>>>>
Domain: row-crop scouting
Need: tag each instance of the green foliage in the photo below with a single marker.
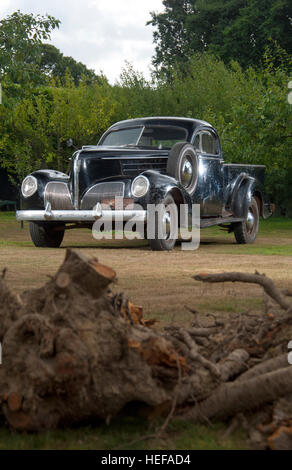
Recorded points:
(248, 107)
(54, 64)
(21, 36)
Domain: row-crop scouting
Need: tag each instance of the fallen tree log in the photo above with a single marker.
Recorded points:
(75, 351)
(73, 354)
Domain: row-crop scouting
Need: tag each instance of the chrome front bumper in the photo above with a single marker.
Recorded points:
(81, 215)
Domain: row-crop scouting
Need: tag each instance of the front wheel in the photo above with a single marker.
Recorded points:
(165, 226)
(246, 231)
(46, 234)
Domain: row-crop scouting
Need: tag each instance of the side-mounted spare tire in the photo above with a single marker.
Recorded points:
(246, 231)
(46, 234)
(182, 165)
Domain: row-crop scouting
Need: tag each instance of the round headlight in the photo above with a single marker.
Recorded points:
(140, 186)
(29, 186)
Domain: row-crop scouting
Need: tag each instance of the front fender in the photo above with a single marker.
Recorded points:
(36, 201)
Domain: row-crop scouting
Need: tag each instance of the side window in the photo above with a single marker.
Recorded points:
(208, 143)
(197, 143)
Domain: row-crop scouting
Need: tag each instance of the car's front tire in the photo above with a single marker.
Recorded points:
(167, 218)
(246, 231)
(46, 234)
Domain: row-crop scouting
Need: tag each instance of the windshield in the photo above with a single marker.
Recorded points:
(161, 137)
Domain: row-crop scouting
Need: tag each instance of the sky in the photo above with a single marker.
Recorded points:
(102, 34)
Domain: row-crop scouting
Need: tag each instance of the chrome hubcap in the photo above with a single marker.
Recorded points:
(186, 172)
(166, 224)
(250, 221)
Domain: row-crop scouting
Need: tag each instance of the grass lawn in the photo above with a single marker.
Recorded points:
(162, 283)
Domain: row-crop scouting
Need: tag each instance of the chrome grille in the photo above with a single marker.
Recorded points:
(58, 195)
(100, 192)
(135, 166)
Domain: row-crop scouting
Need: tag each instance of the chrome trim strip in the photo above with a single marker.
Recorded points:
(76, 168)
(104, 183)
(200, 155)
(134, 158)
(244, 164)
(81, 216)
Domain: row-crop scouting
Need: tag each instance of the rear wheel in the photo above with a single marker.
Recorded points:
(46, 234)
(165, 221)
(246, 231)
(182, 164)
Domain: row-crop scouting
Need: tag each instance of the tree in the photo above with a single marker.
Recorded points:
(233, 29)
(21, 37)
(54, 64)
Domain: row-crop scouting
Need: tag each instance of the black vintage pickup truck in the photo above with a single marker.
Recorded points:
(155, 160)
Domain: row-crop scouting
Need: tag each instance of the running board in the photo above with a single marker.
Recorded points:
(210, 222)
<<<<
Set down exactly what runs from the line with "Need: tag each instance of the black" to the last line of the data above, including both of those lines and no others.

Need: tag each instance of the black vintage pickup truck in the photo above with a single marker.
Recorded points:
(155, 160)
Domain: row-crop scouting
Need: tag each instance of the running board in the photo above with a single marker.
Recorded points:
(210, 222)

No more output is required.